▶ Set exercise
Pull out each line of the material below that contains the string "shutter", and copy those lines in full.

+++ Material to process +++

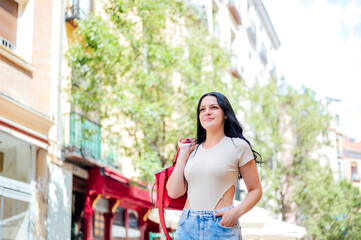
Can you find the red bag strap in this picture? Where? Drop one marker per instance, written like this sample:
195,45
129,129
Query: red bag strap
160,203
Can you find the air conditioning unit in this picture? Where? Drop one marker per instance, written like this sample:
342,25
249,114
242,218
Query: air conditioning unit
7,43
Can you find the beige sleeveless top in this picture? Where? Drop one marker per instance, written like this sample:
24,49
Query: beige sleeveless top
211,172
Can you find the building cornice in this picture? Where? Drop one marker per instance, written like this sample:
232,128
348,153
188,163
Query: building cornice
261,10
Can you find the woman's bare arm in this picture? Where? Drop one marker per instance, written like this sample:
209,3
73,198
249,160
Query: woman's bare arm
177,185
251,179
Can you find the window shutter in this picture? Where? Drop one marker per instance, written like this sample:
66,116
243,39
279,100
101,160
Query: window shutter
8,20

+++
+++ Material to process +++

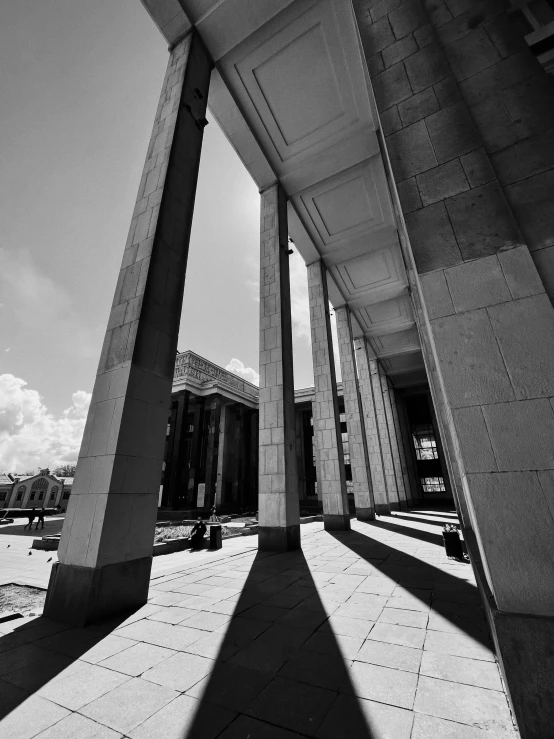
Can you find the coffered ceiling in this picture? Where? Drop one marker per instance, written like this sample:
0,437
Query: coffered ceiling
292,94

+++

▶ Answer
Can you find the window shutter in this picture? Where? Drop one marker per instance, written like this sample:
Query: window shutter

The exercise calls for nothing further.